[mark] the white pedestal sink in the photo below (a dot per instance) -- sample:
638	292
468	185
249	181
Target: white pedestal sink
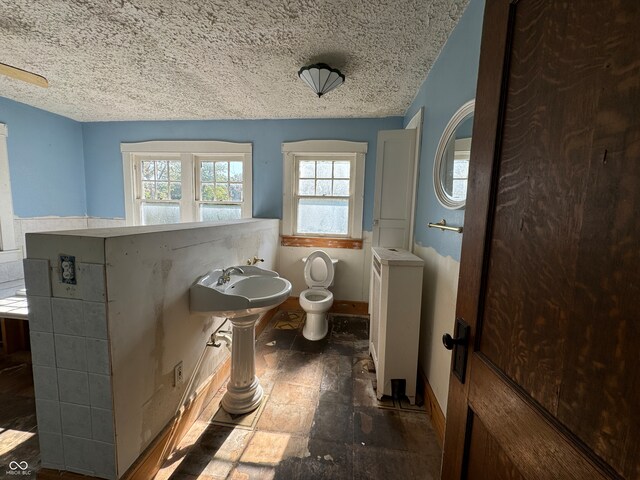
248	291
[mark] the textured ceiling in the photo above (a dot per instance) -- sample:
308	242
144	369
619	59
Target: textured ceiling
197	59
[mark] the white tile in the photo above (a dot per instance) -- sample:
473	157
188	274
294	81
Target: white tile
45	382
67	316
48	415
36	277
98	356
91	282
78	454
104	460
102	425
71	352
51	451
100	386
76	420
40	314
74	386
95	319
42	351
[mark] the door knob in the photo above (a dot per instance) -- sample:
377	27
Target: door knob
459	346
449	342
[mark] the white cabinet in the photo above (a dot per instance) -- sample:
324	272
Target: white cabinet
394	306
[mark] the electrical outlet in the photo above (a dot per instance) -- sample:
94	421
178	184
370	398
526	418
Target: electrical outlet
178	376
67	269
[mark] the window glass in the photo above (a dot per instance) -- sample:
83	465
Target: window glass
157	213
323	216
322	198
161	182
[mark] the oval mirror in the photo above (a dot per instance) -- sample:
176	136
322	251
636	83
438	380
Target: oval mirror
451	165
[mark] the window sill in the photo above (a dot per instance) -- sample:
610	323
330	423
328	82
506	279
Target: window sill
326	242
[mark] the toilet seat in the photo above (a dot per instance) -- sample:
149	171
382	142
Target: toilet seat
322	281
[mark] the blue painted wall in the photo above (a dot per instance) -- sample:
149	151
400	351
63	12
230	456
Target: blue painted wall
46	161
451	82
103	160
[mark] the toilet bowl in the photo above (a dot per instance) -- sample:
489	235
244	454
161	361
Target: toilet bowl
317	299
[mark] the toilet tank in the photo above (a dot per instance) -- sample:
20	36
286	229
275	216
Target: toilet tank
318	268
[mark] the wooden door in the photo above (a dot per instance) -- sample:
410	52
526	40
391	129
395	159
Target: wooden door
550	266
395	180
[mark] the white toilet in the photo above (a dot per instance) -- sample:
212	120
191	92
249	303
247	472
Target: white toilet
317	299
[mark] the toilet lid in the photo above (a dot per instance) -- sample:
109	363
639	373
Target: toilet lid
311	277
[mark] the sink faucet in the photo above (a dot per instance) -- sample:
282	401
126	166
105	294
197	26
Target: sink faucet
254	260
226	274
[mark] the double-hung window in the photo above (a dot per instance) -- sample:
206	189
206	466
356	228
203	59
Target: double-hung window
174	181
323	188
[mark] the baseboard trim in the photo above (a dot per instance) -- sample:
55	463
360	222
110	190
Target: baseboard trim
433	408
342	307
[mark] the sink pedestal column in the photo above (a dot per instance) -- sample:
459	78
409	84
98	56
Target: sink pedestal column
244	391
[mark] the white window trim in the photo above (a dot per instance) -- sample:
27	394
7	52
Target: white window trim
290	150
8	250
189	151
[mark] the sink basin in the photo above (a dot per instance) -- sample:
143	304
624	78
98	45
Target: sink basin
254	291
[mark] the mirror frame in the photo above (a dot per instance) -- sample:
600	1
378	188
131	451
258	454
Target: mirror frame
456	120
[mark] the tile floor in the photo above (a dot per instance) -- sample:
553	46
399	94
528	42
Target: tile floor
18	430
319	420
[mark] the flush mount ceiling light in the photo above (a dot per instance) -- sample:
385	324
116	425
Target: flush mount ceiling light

..............................

> Task prompt
Leave out the pictures and transcribe the entries above exactly.

> The output
[mark] the white pedestal sink in the photo below (a dot per instance) -- sample:
638	292
468	185
249	181
Target: white pedestal sink
248	291
[mark] the textured ceiling in the photo above (a dot per instance) -- sample:
308	242
144	369
619	59
Target: textured ceiling
197	59
[mark] the white tile in the photo above (a dot per instance) -- sample:
473	157
188	274
294	81
Target: white tile
45	382
67	316
48	415
36	277
98	356
91	282
78	454
104	460
102	425
71	352
51	451
100	386
76	420
40	314
74	386
95	319
42	351
[mark] the door knob in the photo above (a dot per instance) -- sample:
377	27
Target: door knob
459	346
449	342
[mark] the white cabinet in the photo above (a dot per instance) -- sample:
324	272
Target: white cabinet
394	306
[mark] the electrical outlet in the photo above (a dot per instance) -- sample:
94	421
178	184
370	398
526	418
Target: electrical outlet
178	376
67	269
[mark] the window glass in the photo above (a dot per instance) -- sample:
83	465
Target: window glass
157	213
323	216
322	198
161	182
[mark] the oval mirror in the photo above (a dot per instance) -- sample:
176	136
322	251
636	83
438	380
Target: oval mirror
451	165
[mark] the window sill in the photo above (a dot per instance) -- sample:
610	323
330	423
328	82
506	279
Target: window sill
326	242
[mark] the toilet seat in the photo above (a dot per instance) -- sample:
149	171
382	142
Target: toilet seat
322	281
[mark] the blue painted wall in the photo above (a dot per instance) -- sample:
149	151
400	351
63	12
230	456
Target: blue painted wall
46	161
451	82
103	160
[mark] the toilet bowl in the photo above (a dot per instance) -- sample:
489	235
244	454
161	361
Target: toilet bowl
317	299
[mark] the toilet tank in the photo above (a dot per instance) -- sample:
20	36
286	229
275	216
Target: toilet tank
318	268
[mark] the wooden door in the photo above (a dot per instance) -- sample:
410	52
526	40
391	129
395	159
Target: wooden door
550	266
395	180
[mark] the white toilet in the photo above (a dot per instance) -- sample:
212	120
191	92
249	303
247	472
Target: white toilet
317	299
[mark] the toilet lid in the photo above (a dot per instance) -- sample:
109	363
639	373
Target: toilet lid
311	277
[mark] the sink faucet in the photo above (a dot per instance) -- sample:
282	401
126	166
105	294
197	26
Target: sink faucet
254	260
226	274
[mark] the double-hung window in the photo above (a dot per instance) -- sample:
206	189
206	466
356	228
203	59
Target: double-hung window
174	181
323	188
[mark] the baseboard trim in the photo above (a dot per instance) -- sample:
55	463
360	222
110	190
Target: baseboard trim
433	408
342	307
[mark] the sink pedestal column in the photo above (a dot per instance) -- sample:
459	78
409	84
98	56
Target: sink pedestal column
244	391
[mark] the white window trim in the photo above (a dot per instance) -- sample:
27	394
7	52
Target: white window trim
290	150
8	250
189	151
[mark] the sink basin in the photo above (a dot per instance) -- sample:
143	304
624	78
98	45
Target: sink basin
254	291
[mark] the mirror frame in the photo above (a dot per instance) -- sample:
600	1
378	188
131	451
258	454
Target: mirror frame
456	120
[mark] the tile floor in the photo above (a dot per instance) -- sample:
553	46
399	94
528	42
Target: tile floor
18	430
319	420
[mark] the flush mount ceiling light in the photo above (a dot per instance) -- sample:
385	324
116	425
Target: flush mount ceiling light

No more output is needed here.